[Exercise directions] Your answer should be every line from the records that contains "jacket".

Point localization data
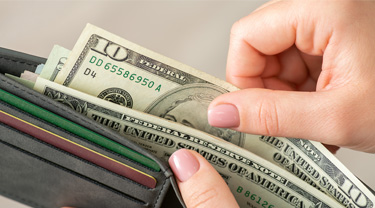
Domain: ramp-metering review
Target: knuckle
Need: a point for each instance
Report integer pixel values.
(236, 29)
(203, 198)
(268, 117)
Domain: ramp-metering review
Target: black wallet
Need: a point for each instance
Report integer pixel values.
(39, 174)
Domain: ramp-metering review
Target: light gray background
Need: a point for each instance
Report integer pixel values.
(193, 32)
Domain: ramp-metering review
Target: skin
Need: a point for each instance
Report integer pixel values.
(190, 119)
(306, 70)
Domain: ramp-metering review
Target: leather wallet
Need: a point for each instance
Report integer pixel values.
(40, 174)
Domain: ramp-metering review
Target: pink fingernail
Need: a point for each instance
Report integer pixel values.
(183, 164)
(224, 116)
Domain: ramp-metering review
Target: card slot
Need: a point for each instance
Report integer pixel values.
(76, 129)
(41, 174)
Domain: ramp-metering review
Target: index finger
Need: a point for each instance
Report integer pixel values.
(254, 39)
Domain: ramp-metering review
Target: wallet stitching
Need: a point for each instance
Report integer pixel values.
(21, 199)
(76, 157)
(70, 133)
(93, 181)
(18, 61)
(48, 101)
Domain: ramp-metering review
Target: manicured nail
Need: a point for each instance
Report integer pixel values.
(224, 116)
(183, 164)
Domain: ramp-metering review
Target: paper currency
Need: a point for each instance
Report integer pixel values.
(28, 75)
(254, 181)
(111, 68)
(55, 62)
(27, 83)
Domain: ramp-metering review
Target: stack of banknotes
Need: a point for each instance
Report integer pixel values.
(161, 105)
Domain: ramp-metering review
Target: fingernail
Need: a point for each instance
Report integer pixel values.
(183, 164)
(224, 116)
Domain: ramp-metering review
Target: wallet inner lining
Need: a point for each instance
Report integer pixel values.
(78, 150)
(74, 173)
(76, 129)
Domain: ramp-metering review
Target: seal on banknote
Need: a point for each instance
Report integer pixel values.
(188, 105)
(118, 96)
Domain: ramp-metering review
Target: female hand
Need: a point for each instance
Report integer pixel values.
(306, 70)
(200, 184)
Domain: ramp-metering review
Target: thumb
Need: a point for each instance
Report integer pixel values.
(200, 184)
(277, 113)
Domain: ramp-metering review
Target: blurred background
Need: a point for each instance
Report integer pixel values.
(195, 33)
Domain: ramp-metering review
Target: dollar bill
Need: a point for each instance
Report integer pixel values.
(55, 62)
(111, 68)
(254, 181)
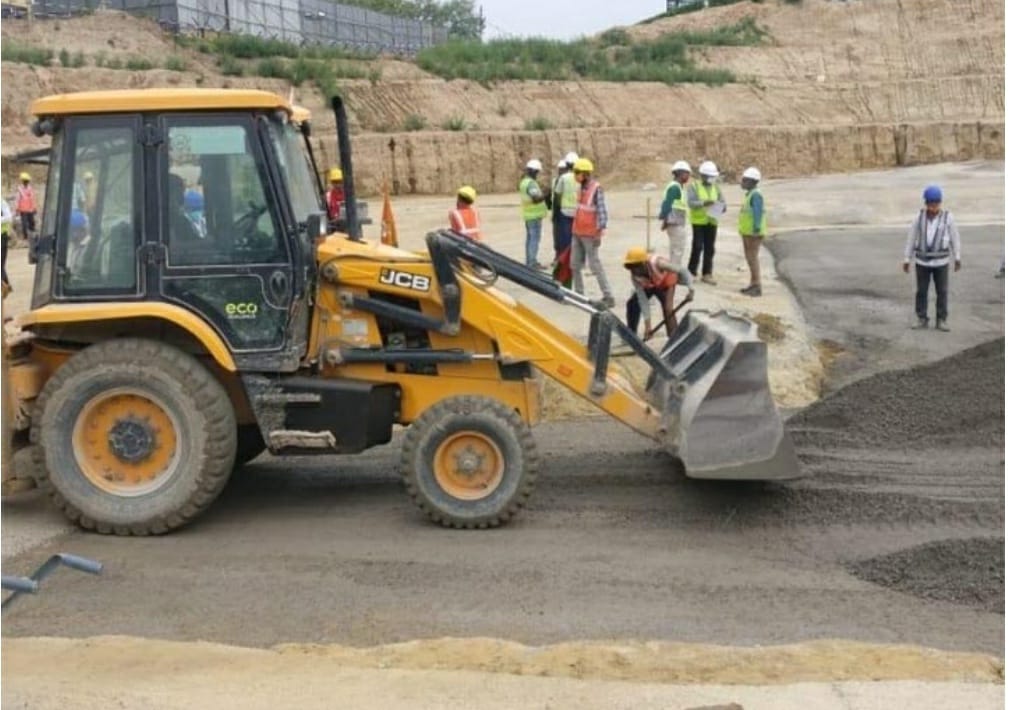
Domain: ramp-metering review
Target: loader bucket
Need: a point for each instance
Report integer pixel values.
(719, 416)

---

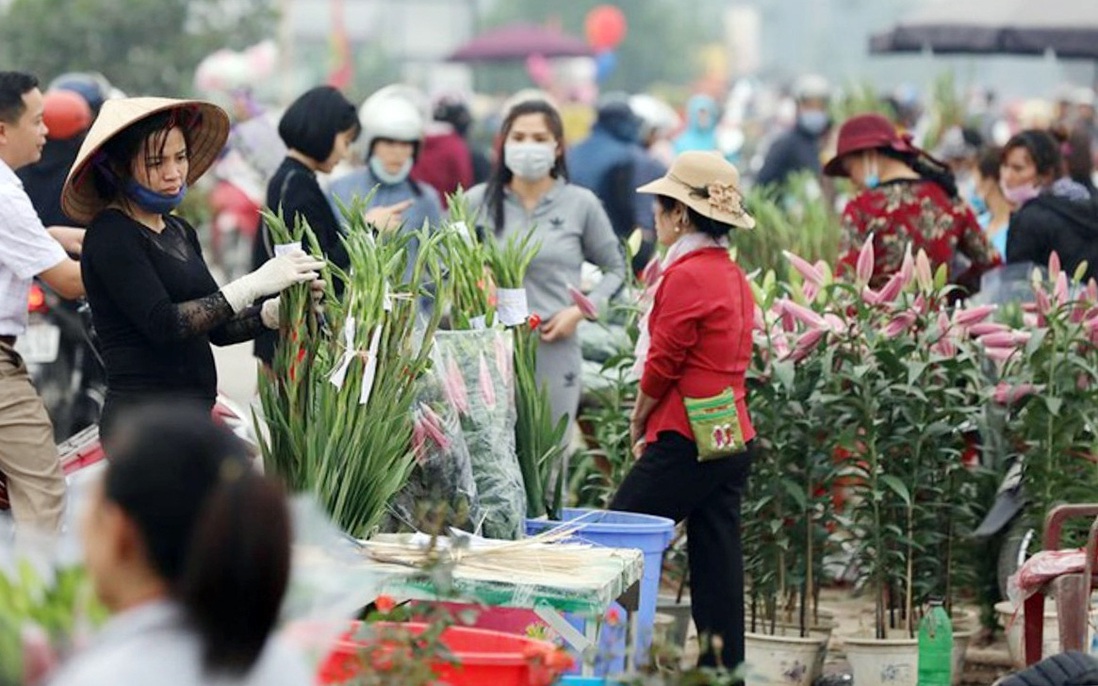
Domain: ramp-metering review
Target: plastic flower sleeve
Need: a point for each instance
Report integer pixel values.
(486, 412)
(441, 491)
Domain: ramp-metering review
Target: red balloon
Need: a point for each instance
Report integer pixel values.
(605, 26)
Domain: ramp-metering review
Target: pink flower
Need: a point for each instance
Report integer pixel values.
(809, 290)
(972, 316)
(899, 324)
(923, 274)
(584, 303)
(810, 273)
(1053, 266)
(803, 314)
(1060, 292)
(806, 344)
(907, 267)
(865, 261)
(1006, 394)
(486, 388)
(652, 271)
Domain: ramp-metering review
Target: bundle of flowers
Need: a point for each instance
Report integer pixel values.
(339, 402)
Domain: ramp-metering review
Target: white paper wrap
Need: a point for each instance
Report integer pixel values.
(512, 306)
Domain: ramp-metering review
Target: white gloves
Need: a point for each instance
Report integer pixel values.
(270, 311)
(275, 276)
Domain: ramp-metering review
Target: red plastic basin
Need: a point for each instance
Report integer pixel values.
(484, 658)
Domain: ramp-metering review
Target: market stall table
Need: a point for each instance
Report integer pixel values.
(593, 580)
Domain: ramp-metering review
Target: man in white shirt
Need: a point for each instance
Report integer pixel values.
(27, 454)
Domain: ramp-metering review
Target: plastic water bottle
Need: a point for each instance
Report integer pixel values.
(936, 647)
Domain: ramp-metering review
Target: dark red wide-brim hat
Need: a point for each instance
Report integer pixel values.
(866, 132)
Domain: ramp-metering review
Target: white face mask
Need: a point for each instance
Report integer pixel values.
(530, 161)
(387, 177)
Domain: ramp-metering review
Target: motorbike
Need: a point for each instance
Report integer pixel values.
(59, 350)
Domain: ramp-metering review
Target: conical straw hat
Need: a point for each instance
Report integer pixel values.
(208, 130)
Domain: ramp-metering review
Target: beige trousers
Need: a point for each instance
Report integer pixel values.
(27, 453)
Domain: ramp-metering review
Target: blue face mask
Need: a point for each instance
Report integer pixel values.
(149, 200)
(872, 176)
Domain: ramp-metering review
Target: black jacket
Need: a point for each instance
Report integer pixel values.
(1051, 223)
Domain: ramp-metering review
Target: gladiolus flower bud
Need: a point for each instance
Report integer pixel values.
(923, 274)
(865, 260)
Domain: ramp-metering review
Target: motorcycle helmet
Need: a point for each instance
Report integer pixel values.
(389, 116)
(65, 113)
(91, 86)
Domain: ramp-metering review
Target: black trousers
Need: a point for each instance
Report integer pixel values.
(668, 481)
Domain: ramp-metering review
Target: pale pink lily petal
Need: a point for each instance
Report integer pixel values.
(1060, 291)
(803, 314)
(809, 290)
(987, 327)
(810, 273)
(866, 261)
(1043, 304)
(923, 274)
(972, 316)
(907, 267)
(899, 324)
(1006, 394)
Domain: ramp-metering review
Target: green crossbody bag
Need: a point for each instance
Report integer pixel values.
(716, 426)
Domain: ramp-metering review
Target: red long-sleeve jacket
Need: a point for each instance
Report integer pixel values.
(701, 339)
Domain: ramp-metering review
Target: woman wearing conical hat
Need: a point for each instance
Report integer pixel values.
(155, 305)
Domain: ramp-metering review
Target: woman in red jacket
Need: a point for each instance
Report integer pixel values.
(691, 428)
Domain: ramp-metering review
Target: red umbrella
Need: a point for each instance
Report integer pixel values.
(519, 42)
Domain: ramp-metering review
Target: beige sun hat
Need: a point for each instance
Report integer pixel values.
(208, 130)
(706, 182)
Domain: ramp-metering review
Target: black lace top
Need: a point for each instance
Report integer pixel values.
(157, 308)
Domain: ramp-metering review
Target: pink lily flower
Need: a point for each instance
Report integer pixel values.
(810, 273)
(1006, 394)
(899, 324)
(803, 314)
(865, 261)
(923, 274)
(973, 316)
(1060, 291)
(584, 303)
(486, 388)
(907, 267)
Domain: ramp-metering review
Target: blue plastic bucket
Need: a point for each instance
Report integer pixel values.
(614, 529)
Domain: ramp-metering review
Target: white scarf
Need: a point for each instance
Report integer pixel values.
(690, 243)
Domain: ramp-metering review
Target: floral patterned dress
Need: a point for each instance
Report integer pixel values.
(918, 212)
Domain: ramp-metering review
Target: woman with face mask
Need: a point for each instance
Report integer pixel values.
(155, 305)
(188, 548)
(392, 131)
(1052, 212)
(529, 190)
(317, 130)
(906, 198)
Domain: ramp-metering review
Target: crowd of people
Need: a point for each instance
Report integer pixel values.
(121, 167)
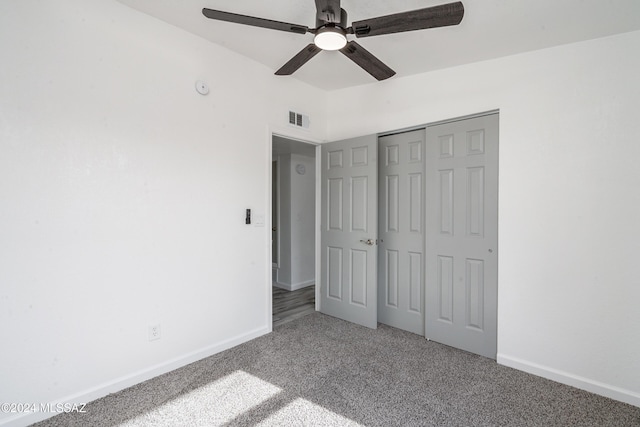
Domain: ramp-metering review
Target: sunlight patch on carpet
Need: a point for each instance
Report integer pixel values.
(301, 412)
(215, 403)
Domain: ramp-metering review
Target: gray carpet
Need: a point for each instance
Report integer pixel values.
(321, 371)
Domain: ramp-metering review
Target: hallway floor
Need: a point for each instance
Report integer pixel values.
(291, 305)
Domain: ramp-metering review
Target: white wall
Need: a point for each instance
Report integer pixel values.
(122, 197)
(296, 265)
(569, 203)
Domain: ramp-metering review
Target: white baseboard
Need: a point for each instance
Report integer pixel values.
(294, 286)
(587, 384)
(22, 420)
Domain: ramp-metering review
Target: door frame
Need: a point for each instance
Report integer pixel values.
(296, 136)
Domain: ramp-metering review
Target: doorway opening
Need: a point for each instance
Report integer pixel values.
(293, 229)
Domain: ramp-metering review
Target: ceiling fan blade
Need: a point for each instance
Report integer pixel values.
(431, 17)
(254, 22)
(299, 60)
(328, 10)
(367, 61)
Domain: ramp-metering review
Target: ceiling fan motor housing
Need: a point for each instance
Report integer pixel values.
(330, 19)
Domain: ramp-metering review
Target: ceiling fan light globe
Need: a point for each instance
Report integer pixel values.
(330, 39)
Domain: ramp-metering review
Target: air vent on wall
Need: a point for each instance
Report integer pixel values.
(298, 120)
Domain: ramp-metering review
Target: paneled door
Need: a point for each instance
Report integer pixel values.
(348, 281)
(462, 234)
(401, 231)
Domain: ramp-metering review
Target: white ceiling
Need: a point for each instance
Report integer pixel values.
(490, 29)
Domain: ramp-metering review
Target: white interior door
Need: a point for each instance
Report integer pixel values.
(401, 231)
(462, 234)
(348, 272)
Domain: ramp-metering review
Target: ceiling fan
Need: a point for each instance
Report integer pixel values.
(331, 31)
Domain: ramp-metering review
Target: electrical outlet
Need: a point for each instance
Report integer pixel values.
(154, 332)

[Expected answer]
Target: black jacket
Target: red long-sleeve jacket
Target: woman in red jacket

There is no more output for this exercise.